* **Work instructions**:
[a] In the comment thread on temperature-data rounding, list each thing the first comment says needs to be opened up to scrutiny.
[b] Resume the comment thread on temperature-data rounding with a new comment placed after its last one.

It’s way past time that the demands be made by the community that the process be opened up for all to see. It’s tables of numbers, not nuclear secrets here. If there is to be any credibility left in the process of establishing facts, the process, methods, software and the raw data needs to be opened up to scrutiny. Only then can we all agree on what the real facts are.
You cannot hope to make policy on this sort of crappy foundation, nor do good science. The point of having a clearing house like this is so the data that is ultimately produced can be relied upon. Whether they are actually fiddling the numbers or not, is not the question, it’s why would they behave the way they do if they weren’t?

Bill Illis
January 14, 2009 4:39 pm

A large number of 4’s are rounded up to 7’s.
Doesn’t sound like a big deal except we are only dealing with tenths of a degree here in the first place.
The rate that temps have increased is only 0.064C each year. Over 100 years, the increase is only 0.64C (which implies that global warming may not be such a big problem.)
Oops, I’ve rounded the 0.64C over 100 years to 0.67C and now the increase is 0.7C over 100 years (global warming is now within the range of errors of the models again).
The global warming models are projecting temps to increase at 0.2C per decade (the only number that gets temps close to +3.0C by 2100).
The actual observations since 1980 show an increase of only 0.14C per decade which indicates temps will increase less than 2.0C by 2100 – oops, I’ve now rounded that up to 0.17C per decade and viola, the global warming models are correct again and, yes, there will be dangerous global warming of +3.0C by 2100.
Rounding of such small numbers, especially the 4’s up to 7’s makes a huge impact in the long-term trends of 100 to 200 years that we are talking about here.

Molon Labe
January 14, 2009 4:48 pm

You need to bury this post, this argument, this “analysis” and pretend like it never happened. This silly effort could unravel years of effort in confronting the warmers.

Pointing dataset records:
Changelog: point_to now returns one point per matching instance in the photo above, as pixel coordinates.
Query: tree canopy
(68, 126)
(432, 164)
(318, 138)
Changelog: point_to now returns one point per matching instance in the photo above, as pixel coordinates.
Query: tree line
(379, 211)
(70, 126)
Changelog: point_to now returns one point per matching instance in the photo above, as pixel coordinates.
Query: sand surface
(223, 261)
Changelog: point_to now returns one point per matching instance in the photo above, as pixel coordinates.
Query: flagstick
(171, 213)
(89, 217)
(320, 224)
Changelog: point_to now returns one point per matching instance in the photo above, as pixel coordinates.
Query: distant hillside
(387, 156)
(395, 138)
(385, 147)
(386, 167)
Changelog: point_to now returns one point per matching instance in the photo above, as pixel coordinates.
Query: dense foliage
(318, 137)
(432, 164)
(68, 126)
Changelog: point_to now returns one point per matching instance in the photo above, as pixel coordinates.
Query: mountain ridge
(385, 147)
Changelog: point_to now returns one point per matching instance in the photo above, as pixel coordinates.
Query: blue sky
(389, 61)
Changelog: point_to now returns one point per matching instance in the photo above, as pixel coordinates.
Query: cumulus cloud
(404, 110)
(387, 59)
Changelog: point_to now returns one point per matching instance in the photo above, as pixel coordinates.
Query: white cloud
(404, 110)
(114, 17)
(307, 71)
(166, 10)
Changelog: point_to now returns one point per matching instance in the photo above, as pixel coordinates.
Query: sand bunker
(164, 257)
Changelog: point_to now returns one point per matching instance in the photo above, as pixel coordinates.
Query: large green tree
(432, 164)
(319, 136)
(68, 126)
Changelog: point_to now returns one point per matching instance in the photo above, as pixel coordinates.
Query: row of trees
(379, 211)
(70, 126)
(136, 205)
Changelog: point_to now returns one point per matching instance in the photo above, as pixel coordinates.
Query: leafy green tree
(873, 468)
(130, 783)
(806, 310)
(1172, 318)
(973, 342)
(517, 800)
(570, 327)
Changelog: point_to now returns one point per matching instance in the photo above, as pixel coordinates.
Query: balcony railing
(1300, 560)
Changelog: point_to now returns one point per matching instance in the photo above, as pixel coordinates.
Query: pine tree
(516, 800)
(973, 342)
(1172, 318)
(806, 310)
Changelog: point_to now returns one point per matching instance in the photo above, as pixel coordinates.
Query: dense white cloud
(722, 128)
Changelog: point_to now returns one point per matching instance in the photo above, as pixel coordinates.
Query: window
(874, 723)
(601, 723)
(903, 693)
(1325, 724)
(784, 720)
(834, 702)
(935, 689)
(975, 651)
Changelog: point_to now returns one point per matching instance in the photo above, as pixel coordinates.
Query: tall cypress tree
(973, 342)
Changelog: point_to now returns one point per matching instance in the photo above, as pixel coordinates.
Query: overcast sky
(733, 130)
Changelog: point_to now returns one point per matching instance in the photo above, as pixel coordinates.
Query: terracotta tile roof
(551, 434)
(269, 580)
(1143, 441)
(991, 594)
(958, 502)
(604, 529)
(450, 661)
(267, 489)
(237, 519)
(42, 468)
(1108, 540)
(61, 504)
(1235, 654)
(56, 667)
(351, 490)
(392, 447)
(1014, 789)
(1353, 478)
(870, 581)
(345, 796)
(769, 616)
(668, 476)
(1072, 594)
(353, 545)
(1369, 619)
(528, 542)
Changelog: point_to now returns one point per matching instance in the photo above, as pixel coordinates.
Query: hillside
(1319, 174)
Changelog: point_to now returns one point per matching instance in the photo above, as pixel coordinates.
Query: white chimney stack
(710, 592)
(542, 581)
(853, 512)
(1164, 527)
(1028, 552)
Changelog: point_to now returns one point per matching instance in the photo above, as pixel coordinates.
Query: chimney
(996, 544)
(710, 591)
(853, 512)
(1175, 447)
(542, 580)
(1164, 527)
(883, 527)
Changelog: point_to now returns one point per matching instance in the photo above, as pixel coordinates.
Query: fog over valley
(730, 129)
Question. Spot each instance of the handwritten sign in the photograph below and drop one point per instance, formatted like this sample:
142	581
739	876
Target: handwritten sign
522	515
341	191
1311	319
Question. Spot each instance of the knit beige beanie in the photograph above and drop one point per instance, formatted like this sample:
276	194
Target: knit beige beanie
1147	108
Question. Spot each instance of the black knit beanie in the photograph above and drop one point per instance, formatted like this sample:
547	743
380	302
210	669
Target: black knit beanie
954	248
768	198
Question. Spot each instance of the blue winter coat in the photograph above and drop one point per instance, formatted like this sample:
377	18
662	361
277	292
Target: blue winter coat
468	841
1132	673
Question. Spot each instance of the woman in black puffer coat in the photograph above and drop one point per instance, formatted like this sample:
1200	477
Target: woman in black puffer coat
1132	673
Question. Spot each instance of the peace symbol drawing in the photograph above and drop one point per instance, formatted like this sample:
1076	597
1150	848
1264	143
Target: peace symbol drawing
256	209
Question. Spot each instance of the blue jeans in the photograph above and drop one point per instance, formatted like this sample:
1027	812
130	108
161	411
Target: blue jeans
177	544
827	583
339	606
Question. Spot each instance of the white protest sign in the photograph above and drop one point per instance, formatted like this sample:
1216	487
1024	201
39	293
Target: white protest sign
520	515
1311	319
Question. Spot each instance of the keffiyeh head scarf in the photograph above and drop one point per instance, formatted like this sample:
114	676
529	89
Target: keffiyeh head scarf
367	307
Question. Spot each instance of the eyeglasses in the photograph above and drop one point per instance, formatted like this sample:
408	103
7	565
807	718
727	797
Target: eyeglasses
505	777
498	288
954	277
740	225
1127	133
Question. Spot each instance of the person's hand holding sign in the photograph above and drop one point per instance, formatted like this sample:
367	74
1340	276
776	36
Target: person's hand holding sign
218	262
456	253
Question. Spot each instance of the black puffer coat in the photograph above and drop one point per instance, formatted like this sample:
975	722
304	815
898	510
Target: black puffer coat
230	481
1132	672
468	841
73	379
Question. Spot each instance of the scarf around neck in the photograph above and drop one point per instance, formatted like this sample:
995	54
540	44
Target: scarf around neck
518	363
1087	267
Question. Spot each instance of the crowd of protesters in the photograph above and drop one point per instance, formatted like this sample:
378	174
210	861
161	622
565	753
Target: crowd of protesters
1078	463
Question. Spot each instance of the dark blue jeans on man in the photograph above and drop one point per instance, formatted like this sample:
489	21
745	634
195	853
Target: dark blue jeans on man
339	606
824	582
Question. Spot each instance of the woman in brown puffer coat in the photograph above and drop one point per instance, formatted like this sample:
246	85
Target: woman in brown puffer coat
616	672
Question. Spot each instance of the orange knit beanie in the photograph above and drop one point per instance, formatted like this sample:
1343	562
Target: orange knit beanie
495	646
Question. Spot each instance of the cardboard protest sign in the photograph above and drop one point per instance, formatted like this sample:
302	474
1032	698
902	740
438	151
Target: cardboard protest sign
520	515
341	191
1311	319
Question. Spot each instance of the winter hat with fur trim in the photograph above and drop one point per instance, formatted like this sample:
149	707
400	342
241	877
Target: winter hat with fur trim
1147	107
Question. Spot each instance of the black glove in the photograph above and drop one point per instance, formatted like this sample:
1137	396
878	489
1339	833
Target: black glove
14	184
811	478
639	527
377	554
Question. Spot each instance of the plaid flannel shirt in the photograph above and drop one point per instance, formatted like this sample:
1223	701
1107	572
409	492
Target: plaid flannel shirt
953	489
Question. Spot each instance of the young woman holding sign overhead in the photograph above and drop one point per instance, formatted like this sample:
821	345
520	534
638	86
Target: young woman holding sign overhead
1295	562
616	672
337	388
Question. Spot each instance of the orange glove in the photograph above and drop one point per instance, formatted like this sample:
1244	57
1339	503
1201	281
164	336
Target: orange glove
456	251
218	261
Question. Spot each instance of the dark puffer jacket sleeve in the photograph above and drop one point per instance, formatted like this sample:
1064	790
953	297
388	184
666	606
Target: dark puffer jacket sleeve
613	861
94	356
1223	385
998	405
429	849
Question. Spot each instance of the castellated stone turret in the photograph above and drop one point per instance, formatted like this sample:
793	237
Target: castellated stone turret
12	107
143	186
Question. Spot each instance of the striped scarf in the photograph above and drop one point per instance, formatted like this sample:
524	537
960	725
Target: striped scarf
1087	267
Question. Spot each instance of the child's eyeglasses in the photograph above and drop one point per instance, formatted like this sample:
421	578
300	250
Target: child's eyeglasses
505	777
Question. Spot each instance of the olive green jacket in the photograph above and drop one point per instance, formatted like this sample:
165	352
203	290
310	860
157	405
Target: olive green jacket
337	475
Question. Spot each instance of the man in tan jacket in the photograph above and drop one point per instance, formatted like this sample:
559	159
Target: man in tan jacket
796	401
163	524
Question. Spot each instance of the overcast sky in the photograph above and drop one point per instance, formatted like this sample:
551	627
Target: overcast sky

* **Expected results**:
[a] the process, methods, software, raw data

[b]
Ed Scott
January 14, 2009 4:55 pm

Candy for number crunchers. Excuse the random excerpts.
————————————————————-
HEAT STORED BY GREENHOUSE GASES
When investigating the propagation of energy, we must take into account the science of thermodynamics which allows us to predict the trajectory of the process; and the science of heat transfer to know the modes by which energy is propagated from one system to other systems.
To understand heat transfer we have to keep in mind that heat is not a substance, but energy that flows from one system toward other systems with lower density of energy.
http://biocab.org/Heat_Storage.html
Note: If we take the last report from Mauna Loa for this algorithm, the mass of CO2 would be 0.00069 Kg. The change of temperature would be 0.0062 °C. The difference between the ΔT produced by 0.000614 Kg and the ΔT produced by 0.00069 Kg of CO2 is negligible (0.0062 – 0.00553 = 0.00067).
To cause a variation in the tropospheric temperature of 0.52 °C (average global temperature anomaly in 1998; UAH) required 1627.6 ppmv of CO2, a density of atmospheric CO2 which has never been recorded or documented anywhere in the last 420,000 years. (Petit et al. 1999)
The total change in the tropospheric temperature of 0.75 °C was given for the duration of one minute of one year (1998) (UAH); however, CO2 increased the tropospheric temperature by only 0.01 °C. We know now that 1934 was the warmest year of the last century. Where did the other 0.74 °C come from? Answer: it came from the Sun and from the remnants of supernovas.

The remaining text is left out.